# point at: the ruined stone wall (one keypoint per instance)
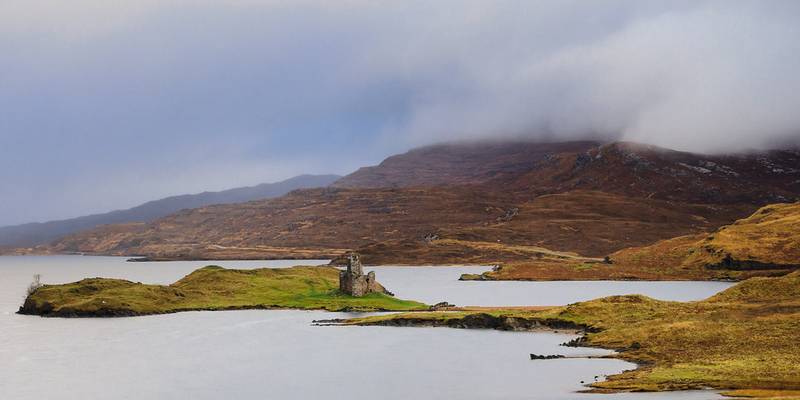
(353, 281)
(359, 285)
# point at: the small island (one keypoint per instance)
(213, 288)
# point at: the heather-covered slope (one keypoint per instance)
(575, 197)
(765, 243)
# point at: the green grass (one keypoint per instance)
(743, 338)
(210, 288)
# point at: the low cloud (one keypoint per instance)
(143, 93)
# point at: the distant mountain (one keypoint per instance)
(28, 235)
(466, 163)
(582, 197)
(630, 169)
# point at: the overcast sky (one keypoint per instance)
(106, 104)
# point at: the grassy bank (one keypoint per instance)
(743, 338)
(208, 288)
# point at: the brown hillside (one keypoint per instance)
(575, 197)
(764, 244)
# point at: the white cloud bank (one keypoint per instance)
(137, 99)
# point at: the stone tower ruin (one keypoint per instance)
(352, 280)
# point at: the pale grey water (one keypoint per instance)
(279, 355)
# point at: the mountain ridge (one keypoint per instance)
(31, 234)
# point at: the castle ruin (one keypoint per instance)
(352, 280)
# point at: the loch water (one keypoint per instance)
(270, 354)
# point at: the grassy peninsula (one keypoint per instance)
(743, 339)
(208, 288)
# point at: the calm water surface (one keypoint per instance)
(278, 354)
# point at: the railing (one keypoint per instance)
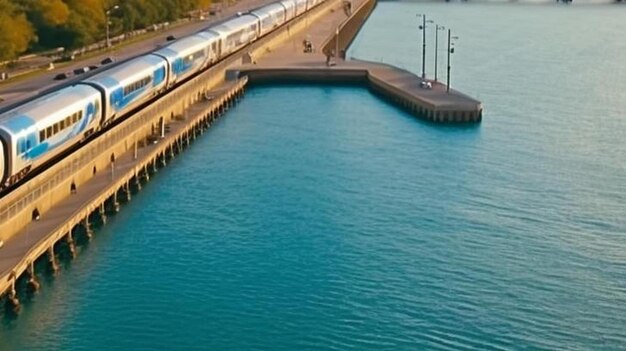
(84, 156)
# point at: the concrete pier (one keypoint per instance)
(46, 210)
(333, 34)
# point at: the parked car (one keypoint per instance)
▬▬▬▬▬▬
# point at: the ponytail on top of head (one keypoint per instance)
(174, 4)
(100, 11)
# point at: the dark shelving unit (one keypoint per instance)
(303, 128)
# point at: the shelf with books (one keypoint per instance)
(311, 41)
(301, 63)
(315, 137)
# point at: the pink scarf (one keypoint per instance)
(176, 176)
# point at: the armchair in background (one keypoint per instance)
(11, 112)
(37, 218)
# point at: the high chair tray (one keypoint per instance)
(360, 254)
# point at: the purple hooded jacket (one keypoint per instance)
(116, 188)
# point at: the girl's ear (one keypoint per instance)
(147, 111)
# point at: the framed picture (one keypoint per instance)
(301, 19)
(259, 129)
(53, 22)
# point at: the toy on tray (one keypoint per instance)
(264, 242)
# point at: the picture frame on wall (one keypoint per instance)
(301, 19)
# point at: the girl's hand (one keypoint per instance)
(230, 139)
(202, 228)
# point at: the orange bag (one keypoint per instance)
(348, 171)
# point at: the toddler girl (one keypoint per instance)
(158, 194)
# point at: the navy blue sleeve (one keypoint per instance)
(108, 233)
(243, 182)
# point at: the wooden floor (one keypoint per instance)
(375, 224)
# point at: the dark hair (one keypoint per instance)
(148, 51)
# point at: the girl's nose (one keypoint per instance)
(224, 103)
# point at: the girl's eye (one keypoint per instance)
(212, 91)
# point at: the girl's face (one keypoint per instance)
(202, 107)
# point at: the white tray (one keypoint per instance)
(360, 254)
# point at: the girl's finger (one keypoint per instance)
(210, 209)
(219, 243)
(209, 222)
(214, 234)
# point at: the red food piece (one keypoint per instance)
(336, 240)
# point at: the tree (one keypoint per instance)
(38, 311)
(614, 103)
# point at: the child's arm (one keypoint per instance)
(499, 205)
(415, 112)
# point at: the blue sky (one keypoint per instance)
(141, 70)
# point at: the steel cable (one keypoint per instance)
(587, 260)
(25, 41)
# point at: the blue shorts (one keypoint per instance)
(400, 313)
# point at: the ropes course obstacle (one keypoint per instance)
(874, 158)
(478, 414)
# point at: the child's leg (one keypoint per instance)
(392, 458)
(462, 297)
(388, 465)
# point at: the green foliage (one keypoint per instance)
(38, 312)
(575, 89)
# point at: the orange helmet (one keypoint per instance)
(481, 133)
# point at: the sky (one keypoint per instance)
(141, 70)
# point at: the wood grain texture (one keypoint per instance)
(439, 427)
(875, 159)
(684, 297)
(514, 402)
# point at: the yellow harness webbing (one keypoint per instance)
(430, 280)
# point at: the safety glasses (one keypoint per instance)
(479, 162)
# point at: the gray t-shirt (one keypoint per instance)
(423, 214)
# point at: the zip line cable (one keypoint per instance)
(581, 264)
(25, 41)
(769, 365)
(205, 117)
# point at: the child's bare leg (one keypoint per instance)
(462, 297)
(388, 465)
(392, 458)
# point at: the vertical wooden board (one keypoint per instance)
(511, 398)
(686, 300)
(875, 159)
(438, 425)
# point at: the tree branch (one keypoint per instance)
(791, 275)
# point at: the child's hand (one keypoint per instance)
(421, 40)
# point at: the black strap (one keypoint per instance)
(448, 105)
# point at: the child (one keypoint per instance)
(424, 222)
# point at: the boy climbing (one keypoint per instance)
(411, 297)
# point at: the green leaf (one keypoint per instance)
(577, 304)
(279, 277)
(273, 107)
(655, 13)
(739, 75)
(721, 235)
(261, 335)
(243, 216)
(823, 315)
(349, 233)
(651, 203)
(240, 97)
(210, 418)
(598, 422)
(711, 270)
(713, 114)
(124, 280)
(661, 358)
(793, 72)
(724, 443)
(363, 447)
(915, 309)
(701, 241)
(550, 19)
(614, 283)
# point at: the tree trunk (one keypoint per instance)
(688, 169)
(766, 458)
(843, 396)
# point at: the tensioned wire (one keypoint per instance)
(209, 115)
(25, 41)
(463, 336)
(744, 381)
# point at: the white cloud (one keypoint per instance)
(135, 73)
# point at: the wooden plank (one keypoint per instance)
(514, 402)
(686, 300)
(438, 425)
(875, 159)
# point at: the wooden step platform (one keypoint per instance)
▬▬▬▬▬▬
GOAL: Rewrite the entries starting with the line containing "# point at: the ruined" and going on through the line containing "# point at: the parked", replacing "water" with "lake" and keeping everything else the same. Leave the pictures out of your answer.

EXPECTED ANSWER:
# point at: the ruined stone wall (one keypoint per instance)
(353, 281)
(359, 285)
# point at: the small island (one keypoint per instance)
(213, 288)
# point at: the heather-covered slope (one keypoint per instance)
(575, 197)
(765, 243)
# point at: the green grass (one keypoint per instance)
(743, 338)
(210, 288)
# point at: the low cloud (one keypoint per instance)
(143, 93)
# point at: the distant mountain (one keypoint per instance)
(28, 235)
(466, 163)
(582, 197)
(630, 169)
# point at: the overcast sky (one keypoint per instance)
(106, 104)
# point at: the grassy bank (one keypoint per instance)
(743, 338)
(208, 288)
# point at: the brown hillside (one keypoint per instance)
(575, 197)
(764, 244)
# point at: the white cloud bank (one keypoint per instance)
(137, 99)
# point at: the stone tower ruin (one keypoint per instance)
(352, 280)
# point at: the pale grey lake (one keypoint per instance)
(279, 355)
# point at: the mountain ridge (one keypoint per instance)
(31, 234)
# point at: the castle ruin (one keypoint per instance)
(352, 280)
# point at: the loch lake (one keypoint per instance)
(270, 354)
# point at: the grassy peninsula (one keypoint per instance)
(743, 339)
(208, 288)
# point at: the calm lake surface (one keypoint per instance)
(278, 354)
# point at: the railing (one keypoint per instance)
(84, 156)
# point at: the concrete pier (one keypoint per instance)
(46, 210)
(333, 34)
# point at: the parked car (one keypoint per instance)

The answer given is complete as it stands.